### Excerpt
• • • • •

The Micah Centre also coordinates The Honduras Water Project, recipients of Alberta's Award of Distinction for Internationalizing the Teaching and Learning Practice, annually sends service-learning teams to a remote Honduran village to both learn about poverty and development firsthand, and work alongside residents in constructing a community water system. Recent Micah internships with global NGO partners have emphasized community organization (Bangladesh), HIV/AIDs (Tanzania), and environmental sustainability (Kenya).

==International studies==
King's partners with more than 25 off-campus study programs in various locations including the Au Sable Institute of Environmental Studies (India, USA), Netherlandic Study Program, China Studies, Russia Studies, Middle East Studies, Film Studies (Los Angeles), and Uganda Studies. International students are eligible for campus employment in university research projects, the library, facility and grounds department, Tamil studies, and food services, among others.

==Statistics==
(as of Spring 2021)
- Enrollment: 910
- Post-graduate employment rate within 2 years: 98%
- Student Scholarships and Awards Available each year: $660,000
- Student to Faculty Ratio: 9:1
- Male to Female Ratio: 5:7
- Faculty and sessional instructors: 96
- Countries represented in student body: 47 (10% International Students)
- Number of alumni: 6,500+

==Rankings and distinctions==
For the last five years, King's has been a leader in its sector with "top of the class" grades for Student-Faculty Interaction, Class Size, Quality of Teaching, and Most Satisfied Student in The Globe and Mail Canadian University Report. It was also named best small university in Canada by Maclean's magazine for several years running. King's was named Most Supportive Campus Environment of any Canadian Institution, as measured by the National Survey of Student Engagement, and is in the top ten per cent of all colleges and universities in North America.

• • • • •

### Given material

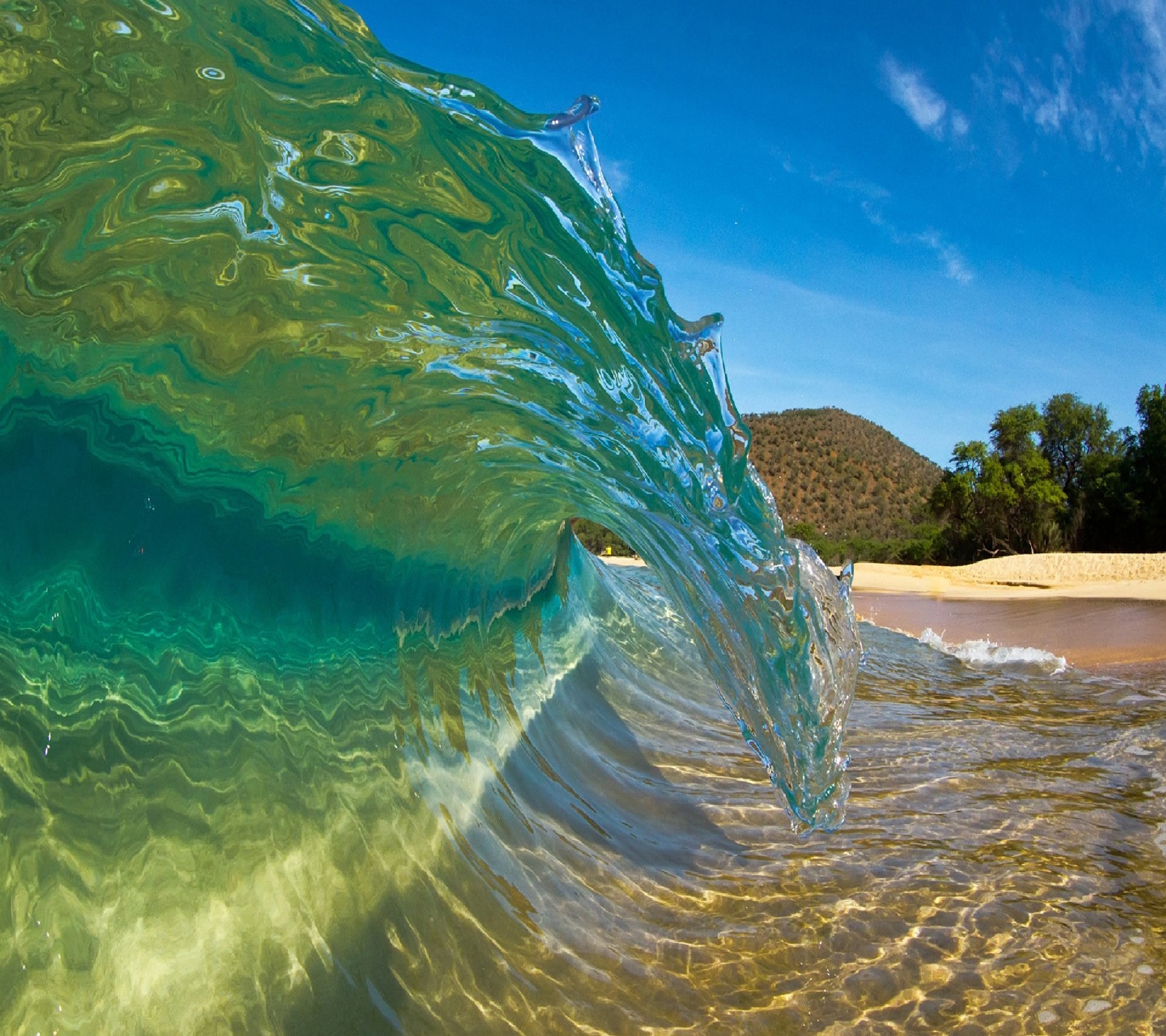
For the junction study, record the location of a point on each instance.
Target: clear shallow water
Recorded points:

• • • • •

### Task instructions
[A] In the King's excerpt above, translate this sentence into Spanish: "Recent Micah internships with global NGO partners have emphasized community organization (Bangladesh), HIV/AIDs (Tanzania), and environmental sustainability (Kenya)."
[B] Does the King's excerpt above support each statement? Answer yes or no for each and quote the deciding words.
(i) King's partners with more than 25 off-campus study programs.
(ii) The student to faculty ratio is 12:1.
(iii) Maclean's named King's best small university in Canada for a single year only.

### Your written answers
[A] Las prácticas recientes de Micah con socios globales de ONG han hecho hincapié en la organización comunitaria (Bangladés), el VIH/sida (Tanzania) y la sostenibilidad ambiental (Kenia).

[B]
(i) Yes: "King's partners with more than 25 off-campus study programs"
(ii) No: "Student to Faculty Ratio: 9:1"
(iii) No: "named best small university in Canada by Maclean's magazine for several years running"